* What to work on:
Beginning with the first entry, print all the records exactly.

* Supplied entries:

>>>

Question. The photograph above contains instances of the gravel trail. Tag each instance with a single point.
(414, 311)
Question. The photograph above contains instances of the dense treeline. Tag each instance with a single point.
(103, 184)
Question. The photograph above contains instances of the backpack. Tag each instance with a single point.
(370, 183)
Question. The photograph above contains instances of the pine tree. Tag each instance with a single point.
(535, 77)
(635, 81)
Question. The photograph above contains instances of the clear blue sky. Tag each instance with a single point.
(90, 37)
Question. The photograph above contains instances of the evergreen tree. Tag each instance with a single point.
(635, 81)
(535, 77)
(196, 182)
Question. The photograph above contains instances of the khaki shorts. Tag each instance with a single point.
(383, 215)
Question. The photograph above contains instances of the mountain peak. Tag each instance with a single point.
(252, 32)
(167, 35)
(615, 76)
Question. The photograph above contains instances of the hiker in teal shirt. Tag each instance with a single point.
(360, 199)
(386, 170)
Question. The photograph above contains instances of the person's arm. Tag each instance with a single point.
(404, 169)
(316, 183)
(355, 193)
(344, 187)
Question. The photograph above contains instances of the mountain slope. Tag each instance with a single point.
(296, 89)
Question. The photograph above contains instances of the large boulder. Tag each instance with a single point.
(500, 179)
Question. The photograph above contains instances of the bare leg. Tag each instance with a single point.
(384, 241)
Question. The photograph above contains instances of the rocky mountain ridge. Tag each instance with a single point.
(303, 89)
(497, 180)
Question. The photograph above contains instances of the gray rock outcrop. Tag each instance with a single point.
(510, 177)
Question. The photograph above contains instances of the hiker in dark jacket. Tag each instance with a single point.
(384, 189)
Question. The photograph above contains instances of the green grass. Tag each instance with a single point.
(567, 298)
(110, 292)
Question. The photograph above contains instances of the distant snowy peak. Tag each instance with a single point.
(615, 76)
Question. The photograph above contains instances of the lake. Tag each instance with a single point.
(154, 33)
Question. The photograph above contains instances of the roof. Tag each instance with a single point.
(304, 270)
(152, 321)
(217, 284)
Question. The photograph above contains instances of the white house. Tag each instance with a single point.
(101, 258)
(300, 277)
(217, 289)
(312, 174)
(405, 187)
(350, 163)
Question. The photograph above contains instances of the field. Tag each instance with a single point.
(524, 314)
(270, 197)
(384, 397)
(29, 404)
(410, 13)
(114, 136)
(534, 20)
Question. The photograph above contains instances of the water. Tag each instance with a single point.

<<<

* Solution below:
Question. The photograph above contains instances of the gravel trail. Tag each instance with a single point.
(414, 311)
Question. The photograph above contains instances of the dense treeline. Tag each instance with a single point.
(103, 184)
Question. The photograph above contains instances of the backpack. Tag each instance with a single point.
(370, 183)
Question. The photograph above contains instances of the pine tree. Tag each instance with a single point.
(535, 77)
(635, 81)
Question. The photograph above contains instances of the clear blue sky. Tag each instance with a single point.
(90, 37)
Question. The photograph above contains instances of the evergreen tree. Tag each instance with a single point.
(635, 81)
(535, 77)
(196, 182)
Question. The photograph above contains instances of the khaki shorts. Tag each instance with a single point.
(383, 215)
Question. The photograph above contains instances of the mountain peak. Tag each instance with a single point.
(252, 32)
(167, 35)
(615, 76)
Question. The photograph above contains instances of the hiker in teal shirt. Tag each instance with a single point.
(360, 199)
(386, 170)
Question. The photograph above contains instances of the person's arm. Tag each instance with a single point.
(404, 169)
(316, 183)
(355, 193)
(344, 187)
Question. The photograph above contains instances of the mountain slope. Tag each instance with a single point.
(296, 89)
Question. The photograph above contains instances of the large boulder. Tag each instance with a single point.
(500, 179)
Question. The photograph above contains instances of the bare leg. Tag each instance with a single point.
(384, 241)
Question. The photograph above contains instances of the rocky mountain ridge. Tag each instance with a single point.
(303, 89)
(497, 180)
Question. The photograph above contains instances of the gray rock outcrop. Tag each instance with a single point.
(510, 177)
Question. The photograph above contains instances of the hiker in dark jacket. Tag each instance with a single point.
(384, 189)
Question. The photograph above contains instances of the green grass. Tag each instance with a single point.
(567, 298)
(110, 292)
Question. The photograph above contains instances of the distant snowy peak. Tag each instance with a single point.
(615, 76)
Question. The photograph above contains instances of the lake. Tag each instance with a single point.
(154, 33)
Question. The photograph above contains instances of the roof. Tag each instance with a single point.
(304, 270)
(152, 321)
(217, 284)
Question. The photograph above contains instances of the white house. Tag each instance with a single point.
(101, 258)
(300, 277)
(217, 289)
(312, 174)
(405, 187)
(350, 163)
Question. The photograph above contains instances of the field. Tag each instance with a single point.
(524, 314)
(270, 197)
(384, 397)
(29, 404)
(410, 13)
(114, 136)
(534, 20)
Question. The photograph above contains instances of the water. Tag each instance with a single point.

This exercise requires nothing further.